Selected excerpt:
MEMORIES OF KILCAR
FROM Turlough McConnell
Son of Bridie O’Donnell and Leo McConnell
When we were children, my brother and I spent our summers in southwest Donegal in the village of Kilcar, with my mother’s people. Our parents sent us there so they could build their business in Buncrana, a tourist town 100 miles north. For me the journey southwest was an opportunity to switch one thriving location for another that was wild and a bit mysterious.
Harry Percival Swan has called Donegal “a most fascinating playground.” In his 1949 book, Twixt Foyle and Swilly, he writes that, “Whoever spends one holiday amid its varied scenes will come back and spend another . . . Its sheltered landlocked bays, towering sea cliffs, and dark lonesome sea caves; its streams, and lochs, glens, and hills, will attract the lover of wild romantic scenery, the naturalist, and the wearied worker who desires to obtain a pleasant, quiet, invigorating place.” Swan had it right. Stillness and silence assure Donegal its integrity.
It was my good fortune to spend childhood summers with my widowed grandfather Michael O’Donnell and my uncle John’s family, who lived with him. For me, Kilcar was a different Ireland than where we lived. Even the language was foreign; it is a Gaeltacht village, so they spoke Irish. Today about a quarter of the locals remain native speakers.
In those days of the late 1950s Kilcar was a hinterland, but today it’s a tourist destination, attractive for its scenery, rock climbing, surfing, family bathing beaches, and cultural traditions, especially music. Outside the village are the Slieve League cliffs, with beautiful coastal landscapes. Though less famous than the Cliffs of Moher in County Clare, Slieve League’s cliffs are almost three times higher. They are described as the most varied group of alpines in Ireland.
As children we were unfazed by the scenery but quietly influenced by nature’s beauty. The village consisted of a main street with a Catholic church at one end and two textile factories at the other, with shops and pubs in between. The village still has the principal tweed facility in Donegal, with shops selling tweed and woolen products, a big part of the Kilcar economy. The raw materials for that industry were and still are abundant in the area. Sheep, bred for wool, thrive in the hills and bogs of Donegal, and indigenous plants such as blackberries, fuchsia, gorse, and moss provide dyes.
View from the monastic site at the old church down to the village, looking east. The main road is seen as it leaves Kilcar in direction to Killybegs.

Data extract:
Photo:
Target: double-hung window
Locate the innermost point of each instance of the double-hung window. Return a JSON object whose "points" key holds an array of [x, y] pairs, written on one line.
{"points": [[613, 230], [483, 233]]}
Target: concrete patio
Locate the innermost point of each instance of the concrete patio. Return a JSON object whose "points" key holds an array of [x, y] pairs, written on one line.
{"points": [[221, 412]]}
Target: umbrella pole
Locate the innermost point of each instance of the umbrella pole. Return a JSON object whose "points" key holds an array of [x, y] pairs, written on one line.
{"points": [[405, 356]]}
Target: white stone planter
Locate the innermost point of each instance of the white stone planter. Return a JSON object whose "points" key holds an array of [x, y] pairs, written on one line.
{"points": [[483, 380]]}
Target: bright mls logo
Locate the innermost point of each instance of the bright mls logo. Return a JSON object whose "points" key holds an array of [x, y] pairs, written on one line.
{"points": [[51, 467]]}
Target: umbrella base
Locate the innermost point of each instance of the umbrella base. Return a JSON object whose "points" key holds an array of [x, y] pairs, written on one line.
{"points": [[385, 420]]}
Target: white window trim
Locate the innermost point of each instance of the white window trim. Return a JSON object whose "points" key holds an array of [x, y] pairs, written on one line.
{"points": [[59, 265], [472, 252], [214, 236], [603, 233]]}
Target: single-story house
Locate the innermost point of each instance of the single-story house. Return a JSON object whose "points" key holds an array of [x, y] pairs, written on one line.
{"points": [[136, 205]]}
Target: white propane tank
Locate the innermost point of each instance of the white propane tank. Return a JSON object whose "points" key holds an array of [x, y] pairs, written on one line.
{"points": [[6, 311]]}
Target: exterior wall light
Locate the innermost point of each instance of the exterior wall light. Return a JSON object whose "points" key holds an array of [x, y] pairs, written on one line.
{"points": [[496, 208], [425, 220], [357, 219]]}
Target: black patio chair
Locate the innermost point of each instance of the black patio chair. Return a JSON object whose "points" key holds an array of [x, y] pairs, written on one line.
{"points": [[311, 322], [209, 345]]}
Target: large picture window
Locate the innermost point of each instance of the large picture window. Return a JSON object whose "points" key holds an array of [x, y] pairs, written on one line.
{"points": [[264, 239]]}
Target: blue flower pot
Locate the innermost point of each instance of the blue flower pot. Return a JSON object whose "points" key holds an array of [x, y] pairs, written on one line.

Study questions:
1. In the Kilcar memoir, how does the height of the Slieve League cliffs compare with that of the Cliffs of Moher?
2. Echo word for word the passage of the Kilcar memoir starting at "It was my good" and ending at "remain native speakers.".
3. Carry on the Kilcar memoir from the point where it stops.

Answers below:
1. The Slieve League cliffs are almost three times higher than the Cliffs of Moher.

2.
It was my good fortune to spend childhood summers with my widowed grandfather Michael O’Donnell and my uncle John’s family, who lived with him. For me, Kilcar was a different Ireland than where we lived. Even the language was foreign; it is a Gaeltacht village, so they spoke Irish. Today about a quarter of the locals remain native speakers.

3.
My grandfather was a weaver and he had a handloom in an outbuilding of his yard. My uncle was a contractor, also busy making concrete bricks there. The family managed the local dance hall, which I loved most. Our house controlled the electric lighting system of the village. The flow was turned on and off with the lever in the front hall. I’m not sure if my brother and I ever pulled it, but the lever was a definite temptation. Granddad was also a fiddler and in the evening he would take his violin and play as we danced around the kitchen. All my uncles were in St. Cartha’s Pipe Band, formed in Kilcar in 1934. The band continues strong and competed in the All-Ireland Pipe Band Championships.
A precious reminder of that time is a photo of my mother and her siblings, as village children who later left to start families in Ireland, England, and America. My mom, Bridie, third from left in the back, wearing a tie, was the second eldest and always a fashionista. One of the first women to be trained to run a post office in Ireland, she herself was posted to Buncrana, where she met my father. A few years later, they started their own retail business.
The tow-haired lad in the middle front row is my Uncle Paddy, who emigrated to New York to join his three siblings. I attended Paddy’s “American Wake” in Kilcar when he emigrated back in the 1950s. No doubt he left from Derry, where I was told that young people a generation earlier made the journey on foot to catch the boat to Scotland, England or North America. Donegal was called the “emigrant nursery.”
Uncle Paddy owned O’Donnell’s Pub in Astoria, Queens. His sister Leila, the youngest girl, who sits on the lap of her father, my grandfather, became a nurse in England and from there emigrated with her husband Jim Dolan to the U.S. They too settled in New York, where she became head nurse at Boulevard Hospital in Queens.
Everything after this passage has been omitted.